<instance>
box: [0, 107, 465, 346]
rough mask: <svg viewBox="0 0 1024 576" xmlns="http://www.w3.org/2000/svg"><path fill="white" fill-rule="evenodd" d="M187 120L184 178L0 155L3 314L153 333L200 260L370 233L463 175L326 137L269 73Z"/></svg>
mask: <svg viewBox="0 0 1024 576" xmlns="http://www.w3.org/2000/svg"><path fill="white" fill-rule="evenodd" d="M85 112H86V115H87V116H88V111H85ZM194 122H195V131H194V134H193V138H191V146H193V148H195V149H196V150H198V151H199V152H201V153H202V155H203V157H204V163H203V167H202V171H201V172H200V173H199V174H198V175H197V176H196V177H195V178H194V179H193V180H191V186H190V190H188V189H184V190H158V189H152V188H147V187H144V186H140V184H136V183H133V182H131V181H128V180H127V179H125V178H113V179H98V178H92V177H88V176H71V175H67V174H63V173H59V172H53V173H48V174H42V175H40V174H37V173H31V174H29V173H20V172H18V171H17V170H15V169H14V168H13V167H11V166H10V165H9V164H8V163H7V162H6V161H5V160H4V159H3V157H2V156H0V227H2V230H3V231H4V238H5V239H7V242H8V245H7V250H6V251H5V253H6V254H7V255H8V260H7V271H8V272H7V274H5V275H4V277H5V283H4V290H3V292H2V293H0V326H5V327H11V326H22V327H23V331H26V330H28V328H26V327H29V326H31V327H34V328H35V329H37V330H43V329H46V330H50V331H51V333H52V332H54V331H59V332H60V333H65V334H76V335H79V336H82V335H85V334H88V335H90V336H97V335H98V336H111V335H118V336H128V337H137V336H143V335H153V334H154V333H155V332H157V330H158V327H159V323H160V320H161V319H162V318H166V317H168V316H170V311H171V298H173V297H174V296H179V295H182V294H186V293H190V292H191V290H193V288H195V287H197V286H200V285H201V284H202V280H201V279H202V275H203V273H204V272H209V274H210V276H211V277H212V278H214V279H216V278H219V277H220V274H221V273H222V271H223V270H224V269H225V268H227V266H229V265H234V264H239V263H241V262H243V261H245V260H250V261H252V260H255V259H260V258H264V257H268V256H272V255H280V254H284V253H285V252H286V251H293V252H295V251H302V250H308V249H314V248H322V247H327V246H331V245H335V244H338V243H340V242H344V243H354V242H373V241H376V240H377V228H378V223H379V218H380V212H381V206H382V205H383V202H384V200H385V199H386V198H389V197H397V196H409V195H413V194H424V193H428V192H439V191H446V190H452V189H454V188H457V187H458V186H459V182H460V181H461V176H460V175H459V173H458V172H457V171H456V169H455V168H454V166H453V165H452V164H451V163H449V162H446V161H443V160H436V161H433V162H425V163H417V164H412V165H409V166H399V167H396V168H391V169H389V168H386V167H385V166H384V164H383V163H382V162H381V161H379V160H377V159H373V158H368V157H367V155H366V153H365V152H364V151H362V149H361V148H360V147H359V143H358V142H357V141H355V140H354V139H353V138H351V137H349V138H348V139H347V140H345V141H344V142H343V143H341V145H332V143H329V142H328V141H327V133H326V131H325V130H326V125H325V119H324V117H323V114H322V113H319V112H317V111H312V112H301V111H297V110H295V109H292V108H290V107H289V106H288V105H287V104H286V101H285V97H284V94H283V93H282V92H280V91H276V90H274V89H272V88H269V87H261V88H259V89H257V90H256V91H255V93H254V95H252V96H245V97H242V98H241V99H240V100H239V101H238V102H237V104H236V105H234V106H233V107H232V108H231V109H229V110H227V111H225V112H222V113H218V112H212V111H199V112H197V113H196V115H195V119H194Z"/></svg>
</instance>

- _PROBLEM TO WORK ON_
Please output every line shown above exactly.

- _WORKED SOLUTION_
<instance>
box: [0, 107, 465, 346]
rough mask: <svg viewBox="0 0 1024 576" xmlns="http://www.w3.org/2000/svg"><path fill="white" fill-rule="evenodd" d="M187 120L184 178L0 155L3 314L153 333L200 260L370 233L463 175L326 137L269 73Z"/></svg>
mask: <svg viewBox="0 0 1024 576" xmlns="http://www.w3.org/2000/svg"><path fill="white" fill-rule="evenodd" d="M85 112H86V115H87V116H88V111H85ZM194 122H195V131H194V134H193V138H191V146H193V148H195V149H196V150H198V151H199V152H201V153H202V155H203V157H204V163H203V167H202V171H201V172H200V173H199V174H198V175H197V176H196V177H195V178H194V179H193V180H191V186H190V190H188V189H184V190H158V189H152V188H147V187H144V186H140V184H136V183H133V182H131V181H128V180H127V179H125V178H113V179H98V178H92V177H88V176H71V175H67V174H63V173H59V172H53V173H48V174H42V175H40V174H37V173H31V174H29V173H20V172H18V171H17V170H15V169H14V168H13V167H11V166H10V165H9V164H8V163H7V162H6V161H5V160H4V159H3V157H2V156H0V227H2V230H3V231H4V238H5V239H7V242H8V245H7V250H6V251H5V253H6V254H7V255H8V260H7V271H8V272H7V274H5V275H4V277H5V283H4V290H3V292H2V293H0V326H5V327H11V326H22V327H23V331H26V330H28V328H26V327H29V326H31V327H34V328H35V329H37V330H43V329H46V330H50V331H51V333H52V332H54V331H59V332H60V333H65V334H76V335H79V336H82V335H85V334H88V335H90V336H97V335H98V336H111V335H118V336H128V337H137V336H143V335H153V334H154V333H155V332H157V330H158V327H159V323H160V320H161V319H162V318H166V317H168V316H170V311H171V298H173V297H174V296H179V295H182V294H186V293H190V292H191V290H193V288H195V287H197V286H200V285H201V284H202V280H201V279H202V275H203V273H204V272H209V274H210V276H211V277H212V278H214V279H216V278H219V277H220V274H221V273H222V271H223V270H224V269H225V268H227V266H229V265H234V264H239V263H241V262H243V261H245V260H250V261H252V260H255V259H260V258H264V257H268V256H272V255H280V254H284V253H285V252H286V251H293V252H295V251H302V250H308V249H314V248H322V247H327V246H331V245H335V244H338V243H340V242H344V243H354V242H373V241H376V240H377V228H378V223H379V218H380V212H381V206H382V205H383V202H384V200H385V199H386V198H389V197H397V196H409V195H413V194H424V193H428V192H439V191H446V190H452V189H454V188H457V187H458V186H459V182H460V181H461V176H460V175H459V173H458V172H457V171H456V169H455V168H454V166H453V165H452V164H451V163H449V162H446V161H443V160H436V161H433V162H425V163H417V164H412V165H409V166H399V167H396V168H391V169H389V168H386V167H385V166H384V164H383V163H382V162H381V161H379V160H377V159H373V158H368V157H367V155H366V153H365V152H364V151H362V149H361V148H360V147H359V143H358V142H357V141H355V140H354V139H353V138H351V137H349V138H348V139H347V140H345V141H344V142H343V143H341V145H332V143H329V142H328V141H327V133H326V131H325V130H326V125H325V119H324V117H323V114H322V113H319V112H317V111H312V112H301V111H297V110H295V109H292V108H290V107H289V106H288V105H287V104H286V101H285V97H284V94H283V93H282V92H280V91H276V90H274V89H272V88H269V87H261V88H259V89H257V90H256V91H255V93H254V95H252V96H245V97H242V98H241V99H240V100H239V101H238V102H237V104H236V105H234V106H233V107H232V108H231V109H229V110H227V111H225V112H222V113H218V112H212V111H199V112H197V113H196V115H195V119H194Z"/></svg>
</instance>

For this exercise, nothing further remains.